[YOUR TASK]: Return only that part of the material below which starts with the line containing "Target: bush" and goes on through the line containing "Task: for the roadway count, mark the white", restated exactly.
***** LISTED ENTRIES
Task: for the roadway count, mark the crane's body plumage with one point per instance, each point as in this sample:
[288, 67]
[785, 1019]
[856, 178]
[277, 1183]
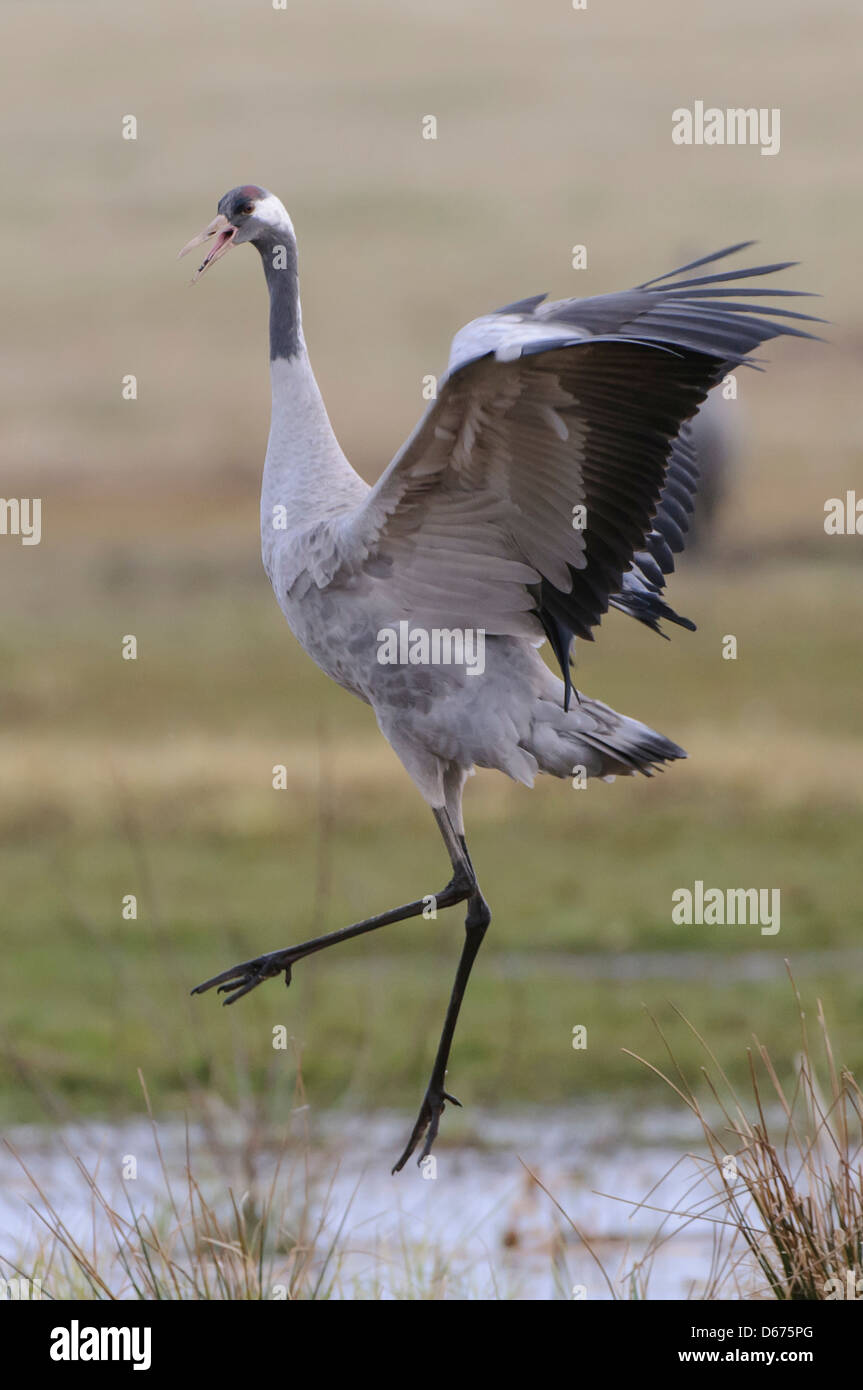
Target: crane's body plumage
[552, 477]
**********
***** LISTED ENTRIES
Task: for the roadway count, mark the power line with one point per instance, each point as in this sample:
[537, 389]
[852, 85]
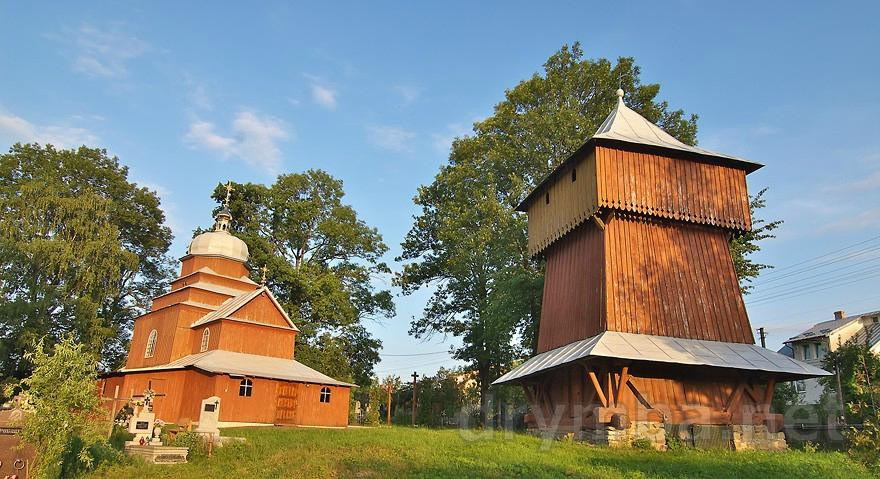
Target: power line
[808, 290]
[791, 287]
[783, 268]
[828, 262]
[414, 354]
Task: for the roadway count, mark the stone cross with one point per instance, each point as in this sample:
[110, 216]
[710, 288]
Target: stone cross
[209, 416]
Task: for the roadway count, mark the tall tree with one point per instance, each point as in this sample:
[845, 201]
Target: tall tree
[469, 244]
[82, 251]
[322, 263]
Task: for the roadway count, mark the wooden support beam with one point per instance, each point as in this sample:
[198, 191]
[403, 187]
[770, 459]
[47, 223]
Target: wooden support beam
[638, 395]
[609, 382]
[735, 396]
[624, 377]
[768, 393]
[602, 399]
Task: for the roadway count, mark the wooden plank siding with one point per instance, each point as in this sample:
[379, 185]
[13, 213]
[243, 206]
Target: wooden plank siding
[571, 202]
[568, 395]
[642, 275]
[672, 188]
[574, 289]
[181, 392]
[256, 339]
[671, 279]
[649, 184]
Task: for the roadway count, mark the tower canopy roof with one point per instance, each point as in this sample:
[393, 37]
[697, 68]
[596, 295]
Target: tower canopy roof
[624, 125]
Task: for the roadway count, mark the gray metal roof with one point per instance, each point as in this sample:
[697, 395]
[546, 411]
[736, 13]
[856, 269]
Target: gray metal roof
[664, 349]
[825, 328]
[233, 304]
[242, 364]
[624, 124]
**********
***** LISTED ENTRIES
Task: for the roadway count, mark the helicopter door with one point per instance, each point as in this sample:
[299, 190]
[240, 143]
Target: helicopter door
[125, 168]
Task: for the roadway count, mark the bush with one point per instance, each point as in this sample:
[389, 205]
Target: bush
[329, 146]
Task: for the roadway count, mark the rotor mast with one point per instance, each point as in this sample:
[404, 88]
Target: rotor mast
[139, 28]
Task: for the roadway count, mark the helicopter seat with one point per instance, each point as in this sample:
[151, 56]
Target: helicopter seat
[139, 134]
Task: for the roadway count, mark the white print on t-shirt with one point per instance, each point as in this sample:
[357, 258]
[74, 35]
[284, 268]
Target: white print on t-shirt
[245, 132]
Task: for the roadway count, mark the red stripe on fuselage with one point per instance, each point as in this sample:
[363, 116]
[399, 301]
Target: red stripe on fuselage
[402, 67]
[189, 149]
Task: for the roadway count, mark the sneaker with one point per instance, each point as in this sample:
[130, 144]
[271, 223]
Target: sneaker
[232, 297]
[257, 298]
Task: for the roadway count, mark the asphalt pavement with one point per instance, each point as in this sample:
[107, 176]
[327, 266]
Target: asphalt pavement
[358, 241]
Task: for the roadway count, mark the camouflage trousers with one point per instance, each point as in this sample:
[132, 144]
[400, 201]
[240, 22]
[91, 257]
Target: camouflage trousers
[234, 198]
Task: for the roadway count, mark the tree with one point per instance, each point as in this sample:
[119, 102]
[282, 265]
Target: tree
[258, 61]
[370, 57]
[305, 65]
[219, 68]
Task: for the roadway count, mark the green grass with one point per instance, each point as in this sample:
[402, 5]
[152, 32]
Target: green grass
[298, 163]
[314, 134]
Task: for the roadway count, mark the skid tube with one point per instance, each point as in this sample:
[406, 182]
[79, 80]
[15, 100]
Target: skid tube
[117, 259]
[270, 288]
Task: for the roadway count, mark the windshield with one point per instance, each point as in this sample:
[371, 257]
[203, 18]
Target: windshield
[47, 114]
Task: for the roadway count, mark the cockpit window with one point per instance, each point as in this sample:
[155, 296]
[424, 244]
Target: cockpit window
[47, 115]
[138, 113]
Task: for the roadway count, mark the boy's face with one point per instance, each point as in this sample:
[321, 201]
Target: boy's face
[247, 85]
**********
[ANSWER]:
Target: bush
[329, 146]
Task: for the roadway count, mark the rotor mast with one point per instance, each point as in this sample:
[404, 88]
Target: rotor mast
[139, 28]
Task: for the roadway count, mark the helicopter seat with one point per instance, each point as in this sample:
[151, 56]
Target: helicopter seat
[139, 134]
Task: for the roadway count, mark the white print on t-shirt with one point per instance, each point as in this sample:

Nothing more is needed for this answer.